Exercise goal: Copy the data exactly from the line that contains "Query: white sign" through the line that contains "Query: red graphic on banner", keeping both end lines and leaving out everything else.

Data shown:
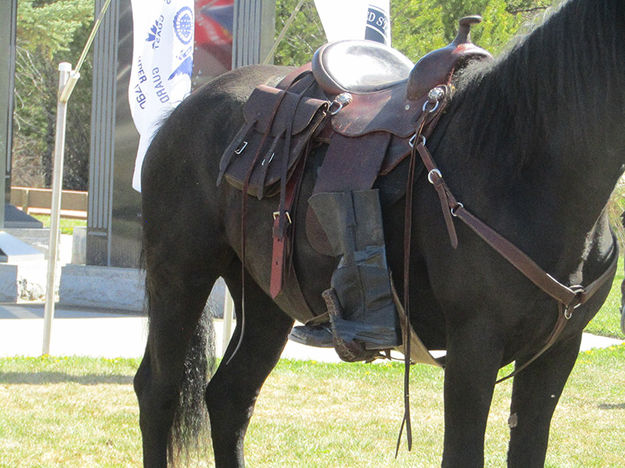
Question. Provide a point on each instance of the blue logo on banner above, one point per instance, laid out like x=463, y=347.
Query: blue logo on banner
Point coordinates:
x=185, y=68
x=154, y=35
x=183, y=25
x=377, y=23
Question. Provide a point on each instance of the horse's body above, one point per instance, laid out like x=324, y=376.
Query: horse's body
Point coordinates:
x=532, y=144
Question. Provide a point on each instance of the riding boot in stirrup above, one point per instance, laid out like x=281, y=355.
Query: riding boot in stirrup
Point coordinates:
x=363, y=317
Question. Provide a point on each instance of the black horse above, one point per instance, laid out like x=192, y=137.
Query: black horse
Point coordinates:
x=533, y=144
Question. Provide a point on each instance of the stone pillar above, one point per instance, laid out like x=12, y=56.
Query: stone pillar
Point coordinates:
x=8, y=15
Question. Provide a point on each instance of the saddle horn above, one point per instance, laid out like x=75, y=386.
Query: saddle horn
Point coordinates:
x=437, y=66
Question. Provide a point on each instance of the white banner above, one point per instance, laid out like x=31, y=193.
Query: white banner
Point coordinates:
x=162, y=63
x=355, y=19
x=379, y=21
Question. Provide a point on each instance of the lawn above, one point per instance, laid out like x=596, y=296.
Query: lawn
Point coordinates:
x=67, y=225
x=607, y=322
x=79, y=412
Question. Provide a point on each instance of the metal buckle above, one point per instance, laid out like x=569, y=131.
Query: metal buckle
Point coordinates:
x=413, y=138
x=241, y=147
x=270, y=159
x=454, y=210
x=432, y=173
x=276, y=215
x=340, y=101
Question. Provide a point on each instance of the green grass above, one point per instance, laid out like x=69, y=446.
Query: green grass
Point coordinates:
x=71, y=412
x=67, y=224
x=607, y=322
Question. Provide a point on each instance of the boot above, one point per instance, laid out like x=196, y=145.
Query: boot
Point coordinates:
x=363, y=318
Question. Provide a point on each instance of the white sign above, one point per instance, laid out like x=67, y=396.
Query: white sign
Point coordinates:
x=162, y=63
x=355, y=19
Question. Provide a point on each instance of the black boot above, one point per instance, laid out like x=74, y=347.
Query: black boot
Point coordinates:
x=362, y=313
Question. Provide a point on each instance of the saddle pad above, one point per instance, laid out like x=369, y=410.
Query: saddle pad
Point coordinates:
x=278, y=125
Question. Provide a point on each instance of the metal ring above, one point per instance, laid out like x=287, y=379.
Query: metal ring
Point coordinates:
x=337, y=110
x=454, y=210
x=425, y=106
x=431, y=173
x=414, y=137
x=241, y=147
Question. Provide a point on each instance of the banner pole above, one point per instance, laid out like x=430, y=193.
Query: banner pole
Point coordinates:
x=65, y=70
x=67, y=81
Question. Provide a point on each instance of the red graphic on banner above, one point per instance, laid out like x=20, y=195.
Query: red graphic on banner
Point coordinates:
x=213, y=36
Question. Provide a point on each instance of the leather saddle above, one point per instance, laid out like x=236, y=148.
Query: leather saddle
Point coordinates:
x=362, y=98
x=358, y=90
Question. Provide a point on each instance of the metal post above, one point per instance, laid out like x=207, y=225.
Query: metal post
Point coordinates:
x=65, y=70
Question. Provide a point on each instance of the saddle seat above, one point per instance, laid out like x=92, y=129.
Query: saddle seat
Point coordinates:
x=359, y=66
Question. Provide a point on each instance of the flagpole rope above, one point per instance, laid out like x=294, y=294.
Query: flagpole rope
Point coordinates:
x=287, y=25
x=75, y=74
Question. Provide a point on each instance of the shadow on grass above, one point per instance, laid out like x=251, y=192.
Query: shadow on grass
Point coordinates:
x=42, y=378
x=611, y=406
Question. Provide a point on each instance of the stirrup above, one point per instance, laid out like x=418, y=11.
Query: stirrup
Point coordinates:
x=351, y=351
x=319, y=336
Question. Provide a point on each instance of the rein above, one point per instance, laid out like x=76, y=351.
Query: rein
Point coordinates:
x=568, y=297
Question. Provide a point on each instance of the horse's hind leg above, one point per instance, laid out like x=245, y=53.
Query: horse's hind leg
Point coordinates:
x=232, y=392
x=535, y=394
x=177, y=293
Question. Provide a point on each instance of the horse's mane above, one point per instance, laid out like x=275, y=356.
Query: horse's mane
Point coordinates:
x=563, y=66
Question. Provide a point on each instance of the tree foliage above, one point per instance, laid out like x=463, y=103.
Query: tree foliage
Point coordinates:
x=50, y=32
x=417, y=26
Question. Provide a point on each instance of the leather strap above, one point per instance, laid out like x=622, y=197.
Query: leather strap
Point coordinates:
x=568, y=297
x=278, y=259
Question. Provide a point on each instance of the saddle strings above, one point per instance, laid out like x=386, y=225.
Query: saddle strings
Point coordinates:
x=285, y=85
x=406, y=293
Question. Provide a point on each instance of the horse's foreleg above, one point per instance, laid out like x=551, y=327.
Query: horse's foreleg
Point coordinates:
x=473, y=359
x=176, y=302
x=233, y=390
x=535, y=393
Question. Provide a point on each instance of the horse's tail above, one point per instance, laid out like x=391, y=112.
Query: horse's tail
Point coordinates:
x=190, y=431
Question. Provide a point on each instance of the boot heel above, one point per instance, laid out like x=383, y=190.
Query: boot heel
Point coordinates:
x=351, y=351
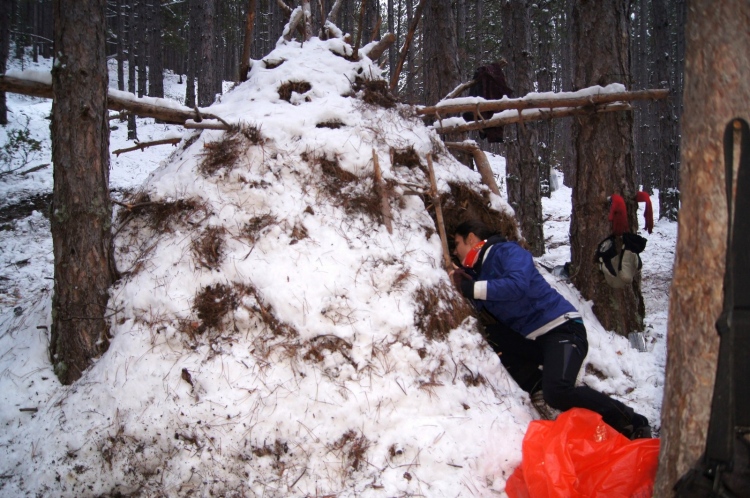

Solved problem:
Query: white sign
Point coordinates:
x=162, y=63
x=355, y=19
Question. Provide a point on each instance of the black boot above, one point per instance, laid out like x=74, y=347.
Query: black boot
Point coordinates:
x=362, y=313
Question. Provide a point on each instance of the saddle pad above, one point per instance, laid out like x=369, y=410.
Query: saddle pad
Point coordinates:
x=278, y=125
Question. Provide a point on each instance of the metal ring above, one point per instance, laid out like x=287, y=379.
Query: metal ring
Point coordinates:
x=337, y=110
x=454, y=210
x=425, y=106
x=431, y=173
x=414, y=137
x=241, y=147
Question. Provide a point on each instance of the banner pole above, one point per instance, laid out like x=430, y=193.
Query: banner pole
Point coordinates:
x=65, y=70
x=67, y=81
Question. Provide a point on each instance of the red graphic on banner above, one point per instance, laid out like x=20, y=195.
Query: red graphic on banner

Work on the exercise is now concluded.